Fragmento del texto:
-=-=-=-=-
Sólo podía decir «¡Gracias a Dios que tenemos Prozac!». Al cabo de cuatro semanas, ya estaba haciendo vida normal, funcionando como antes, pero esta experiencia me cambió para siempre. Por primera vez, apreciaba y respetaba mis emociones por su poder. Aprendí que tenía que prestar atención a mis sentimientos, escuchar atentamente lo que me estaban diciendo y actuar de acuerdo con lo que estaba sintiendo. Todavía no estaba exactamente segura de cómo cuidar mis sentimientos, de cómo actuar con ellos adecuadamente ni de cómo comprenderlos. Empecé una psicoterapia psicoanalítica y pude dejar de tomar Prozac al cabo de seis meses.14 Tener un lugar donde poder hablar de mí y de mi vida fue de gran ayuda.

Decidí cambiar mis prioridades. En lugar de elegir mi trabajo en función del salario, me centraría en una carrera profesional basada en mis intereses, y mis intereses siempre me habían llevado hacia la psicología. Me saqué un máster en Trabajo Social y luego me inscribí en un curso de posgrado de cuatro años en formación psicoanalítica.
-=-=-=-=-
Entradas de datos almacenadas
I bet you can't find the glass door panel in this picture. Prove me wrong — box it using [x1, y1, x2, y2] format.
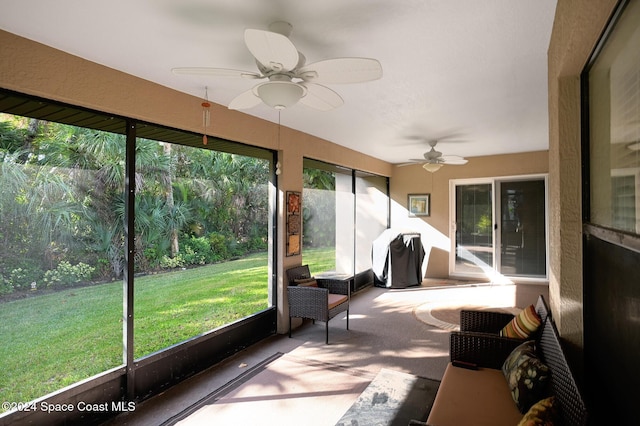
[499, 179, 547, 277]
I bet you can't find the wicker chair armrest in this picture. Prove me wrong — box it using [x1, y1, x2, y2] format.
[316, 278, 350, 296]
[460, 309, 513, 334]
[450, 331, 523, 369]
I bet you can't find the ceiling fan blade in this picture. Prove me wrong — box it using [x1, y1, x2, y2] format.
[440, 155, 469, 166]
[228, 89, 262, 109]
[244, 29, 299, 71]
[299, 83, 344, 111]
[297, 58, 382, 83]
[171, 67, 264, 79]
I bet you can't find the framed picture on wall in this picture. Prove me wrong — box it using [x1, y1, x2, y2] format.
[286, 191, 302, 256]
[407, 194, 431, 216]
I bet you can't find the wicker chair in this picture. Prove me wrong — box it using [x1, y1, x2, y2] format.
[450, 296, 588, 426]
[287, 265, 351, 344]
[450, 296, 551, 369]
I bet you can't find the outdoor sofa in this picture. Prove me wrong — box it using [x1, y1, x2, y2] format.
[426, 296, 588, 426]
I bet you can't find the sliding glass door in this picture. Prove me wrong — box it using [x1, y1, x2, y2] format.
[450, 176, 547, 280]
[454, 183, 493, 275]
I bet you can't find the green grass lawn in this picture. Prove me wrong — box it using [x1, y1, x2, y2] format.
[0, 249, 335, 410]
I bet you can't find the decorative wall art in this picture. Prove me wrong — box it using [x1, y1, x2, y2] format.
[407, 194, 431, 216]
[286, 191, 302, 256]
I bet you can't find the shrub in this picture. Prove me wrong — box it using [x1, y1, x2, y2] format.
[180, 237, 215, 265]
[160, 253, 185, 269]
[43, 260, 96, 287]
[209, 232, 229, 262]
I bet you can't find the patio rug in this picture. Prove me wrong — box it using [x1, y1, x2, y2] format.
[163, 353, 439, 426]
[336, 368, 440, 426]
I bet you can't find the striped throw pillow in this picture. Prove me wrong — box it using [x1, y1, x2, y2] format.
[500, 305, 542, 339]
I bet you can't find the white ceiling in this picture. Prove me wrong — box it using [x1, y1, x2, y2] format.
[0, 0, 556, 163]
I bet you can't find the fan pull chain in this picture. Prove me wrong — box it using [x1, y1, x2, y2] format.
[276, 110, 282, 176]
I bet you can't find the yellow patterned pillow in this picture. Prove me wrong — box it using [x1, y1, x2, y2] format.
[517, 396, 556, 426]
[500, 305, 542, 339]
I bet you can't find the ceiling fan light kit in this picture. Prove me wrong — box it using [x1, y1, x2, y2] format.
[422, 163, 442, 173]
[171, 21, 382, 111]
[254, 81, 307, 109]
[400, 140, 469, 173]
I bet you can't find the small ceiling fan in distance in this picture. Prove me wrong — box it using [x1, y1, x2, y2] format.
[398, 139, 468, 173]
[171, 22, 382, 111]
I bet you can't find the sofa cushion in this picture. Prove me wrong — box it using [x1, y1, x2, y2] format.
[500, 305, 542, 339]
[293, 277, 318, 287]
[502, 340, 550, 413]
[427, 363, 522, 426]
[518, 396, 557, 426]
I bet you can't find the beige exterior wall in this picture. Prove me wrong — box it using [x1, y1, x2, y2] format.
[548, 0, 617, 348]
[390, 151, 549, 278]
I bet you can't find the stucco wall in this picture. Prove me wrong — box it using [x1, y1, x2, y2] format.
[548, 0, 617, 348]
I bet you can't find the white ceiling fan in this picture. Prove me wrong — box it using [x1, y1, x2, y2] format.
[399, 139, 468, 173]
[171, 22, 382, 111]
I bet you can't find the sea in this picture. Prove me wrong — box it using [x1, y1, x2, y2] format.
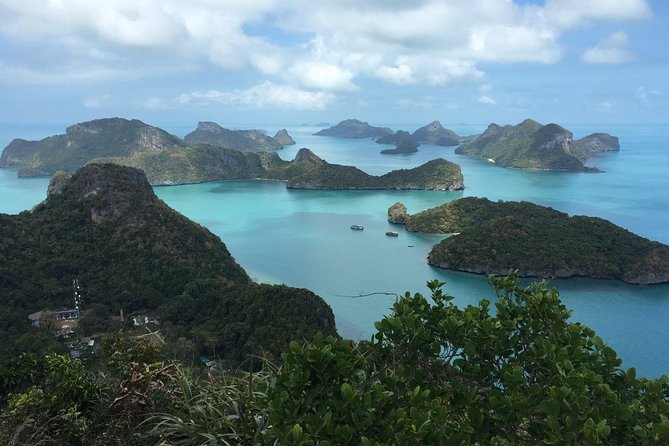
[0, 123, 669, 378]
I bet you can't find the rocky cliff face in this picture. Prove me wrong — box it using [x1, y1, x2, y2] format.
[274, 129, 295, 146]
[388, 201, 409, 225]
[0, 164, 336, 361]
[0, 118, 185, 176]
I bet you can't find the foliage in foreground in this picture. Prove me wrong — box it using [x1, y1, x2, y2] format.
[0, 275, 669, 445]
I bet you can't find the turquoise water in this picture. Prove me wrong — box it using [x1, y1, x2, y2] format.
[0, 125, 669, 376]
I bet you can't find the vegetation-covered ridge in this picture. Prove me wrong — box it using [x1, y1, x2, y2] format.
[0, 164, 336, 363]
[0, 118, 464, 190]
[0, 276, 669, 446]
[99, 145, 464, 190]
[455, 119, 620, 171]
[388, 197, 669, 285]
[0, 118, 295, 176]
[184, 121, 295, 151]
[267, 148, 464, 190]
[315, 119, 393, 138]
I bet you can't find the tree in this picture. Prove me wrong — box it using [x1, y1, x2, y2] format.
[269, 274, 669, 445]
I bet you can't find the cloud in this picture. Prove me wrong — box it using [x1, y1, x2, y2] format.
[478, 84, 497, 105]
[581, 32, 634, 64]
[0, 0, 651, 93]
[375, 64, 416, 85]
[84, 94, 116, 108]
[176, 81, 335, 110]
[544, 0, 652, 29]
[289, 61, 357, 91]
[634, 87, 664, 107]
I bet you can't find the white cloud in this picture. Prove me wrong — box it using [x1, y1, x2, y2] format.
-=-=-=-=-
Ejercicios propuestos:
1: Según el fragmento, ¿en qué disciplina se sacó un máster quien narra?
2: Actualiza el fragmento desde "Sólo podía decir" hasta "de gran ayuda.", ambos incluidos, sustituyendo "Prozac" por "fluoxetina".

Soluciones:
1: En Trabajo Social.

2:
Sólo podía decir «¡Gracias a Dios que tenemos fluoxetina!». Al cabo de cuatro semanas, ya estaba haciendo vida normal, funcionando como antes, pero esta experiencia me cambió para siempre. Por primera vez, apreciaba y respetaba mis emociones por su poder. Aprendí que tenía que prestar atención a mis sentimientos, escuchar atentamente lo que me estaban diciendo y actuar de acuerdo con lo que estaba sintiendo. Todavía no estaba exactamente segura de cómo cuidar mis sentimientos, de cómo actuar con ellos adecuadamente ni de cómo comprenderlos. Empecé una psicoterapia psicoanalítica y pude dejar de tomar fluoxetina al cabo de seis meses.14 Tener un lugar donde poder hablar de mí y de mi vida fue de gran ayuda.